* **Complete the following**:
(1) In the article on the US stock market recovery, rewrite the paragraph beginning "With interest rates at rock bottom" as a short bulleted list that keeps its main facts.
(2) Write what comes next in the article on the US stock market recovery, picking up after its final sentence about Zoom.

* **Exercise text**:
+++

The US stock markets have staged a stunning recovery in the face of the coronavirus. The obvious questions are: Why? And: is it too good to be true?
There are two drivers of the rebound – Big Tech and the Mighty Fed. Central bank the Federal Reserve has been providing trillions of dollars of support for the US economy.
With interest rates at rock bottom, money is looking for a home and is flooding into the market. The surge is uneven, though. It’s concentrated in Big Tech, with traditional sectors such as energy and financials, still well down.
Bounce back: The US stock markets have staged a stunning recovery in the face of the coronavirus
And the animal spirits on Wall Street are not shared on Main Street, where around 30m Americans – some 20 per cent of workers – have been in receipt of unemployment benefits in the pandemic.
Yet Apple’s market value has now soared to an incredible $2trillion.
Or take electric car manufacturer Tesla, whose share price has been described as ‘insane’ in a ‘market gone mad.’
Even its chief executive, Elon Musk, tweeted in May that the price is too high.
Yet its rise, nearly 340 per cent since January, has continued, at least so far. Tesla has tapped into the long-term theme of greener transport.
Other tech companies have come into their own due to the virus, such as Zoom, which is up almost 300 per cent since the start of the year.
Many of us who had never heard of the video communications outfit pre-Covid became daily users, though if we all go back to work as before, then eventually it could tail off.

+++

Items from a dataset
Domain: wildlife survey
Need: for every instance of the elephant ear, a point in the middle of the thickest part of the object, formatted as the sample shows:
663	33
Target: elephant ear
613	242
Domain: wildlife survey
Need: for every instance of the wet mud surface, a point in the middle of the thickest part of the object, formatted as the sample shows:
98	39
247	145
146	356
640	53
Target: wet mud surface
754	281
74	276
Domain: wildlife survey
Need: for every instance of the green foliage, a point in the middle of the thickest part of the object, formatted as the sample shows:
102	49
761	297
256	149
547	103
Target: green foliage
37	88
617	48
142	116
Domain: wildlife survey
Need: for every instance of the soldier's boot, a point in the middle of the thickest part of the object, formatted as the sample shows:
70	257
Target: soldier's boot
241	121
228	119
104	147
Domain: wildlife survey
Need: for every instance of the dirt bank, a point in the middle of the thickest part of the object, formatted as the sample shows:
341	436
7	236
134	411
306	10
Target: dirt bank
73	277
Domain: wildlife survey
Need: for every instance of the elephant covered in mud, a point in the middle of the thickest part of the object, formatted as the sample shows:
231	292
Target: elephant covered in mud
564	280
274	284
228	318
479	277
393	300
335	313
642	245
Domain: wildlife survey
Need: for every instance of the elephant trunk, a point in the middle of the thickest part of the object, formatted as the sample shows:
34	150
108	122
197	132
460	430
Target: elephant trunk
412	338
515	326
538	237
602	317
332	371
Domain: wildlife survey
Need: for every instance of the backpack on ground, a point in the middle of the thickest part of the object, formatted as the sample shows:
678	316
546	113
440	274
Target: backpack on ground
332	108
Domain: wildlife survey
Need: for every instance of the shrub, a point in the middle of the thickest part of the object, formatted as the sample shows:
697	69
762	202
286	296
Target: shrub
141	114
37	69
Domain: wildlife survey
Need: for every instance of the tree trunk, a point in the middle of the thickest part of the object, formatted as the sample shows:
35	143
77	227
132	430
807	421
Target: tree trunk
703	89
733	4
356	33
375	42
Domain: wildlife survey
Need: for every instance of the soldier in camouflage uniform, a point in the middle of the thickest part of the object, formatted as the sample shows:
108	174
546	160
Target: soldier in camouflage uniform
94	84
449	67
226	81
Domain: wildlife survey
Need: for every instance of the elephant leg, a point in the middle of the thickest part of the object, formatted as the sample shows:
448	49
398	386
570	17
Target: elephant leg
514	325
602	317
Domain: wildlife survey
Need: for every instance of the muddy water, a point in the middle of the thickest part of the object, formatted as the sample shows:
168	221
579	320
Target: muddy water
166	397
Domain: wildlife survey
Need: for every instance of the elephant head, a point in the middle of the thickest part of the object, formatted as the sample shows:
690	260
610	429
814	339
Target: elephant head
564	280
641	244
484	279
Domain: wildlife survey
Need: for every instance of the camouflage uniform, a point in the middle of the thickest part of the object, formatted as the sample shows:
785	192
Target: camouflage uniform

+++

* **Answers by item number**:
(1)
- With interest rates at rock bottom, money is flooding into the market.
- The surge is uneven and concentrated in Big Tech.
- Traditional sectors such as energy and financials are still well down.

(2)
The upshot is that the tech-heavy Nasdaq index has risen by 23 per cent since the start of the year and by 65 per cent since the bottom on March 23.
Of course it may be riding for a fall. Among the risks for tech stocks are that they are overtaken by rivals, or attacked and broken up by regulators.
For UK investors in US tech, there is also a currency risk. But if you believe we will be using more technology a decade from now, then in the long term you can’t afford to ignore them.
The pandemic has accelerated the shift from traditional business to tech.
Companies such as Apple, Amazon and Netflix could be among the lasting winners in a post-Covid world, particularly if social distancing and targeted lockdowns remain a feature of our lives for some time.
There are plenty of reasons to be cautious about the US. Optimism about beating the virus and an economic revival are built in to the market’s rise, but may be ill-founded.
Volatility is likely to increase ahead of the election in the autumn.
Normally a Republican president would be seen as positive for markets, but given Donald Trump’s behaviour – and the likelihood, if he is re-elected, of more trade tensions with China – the usual rules are out.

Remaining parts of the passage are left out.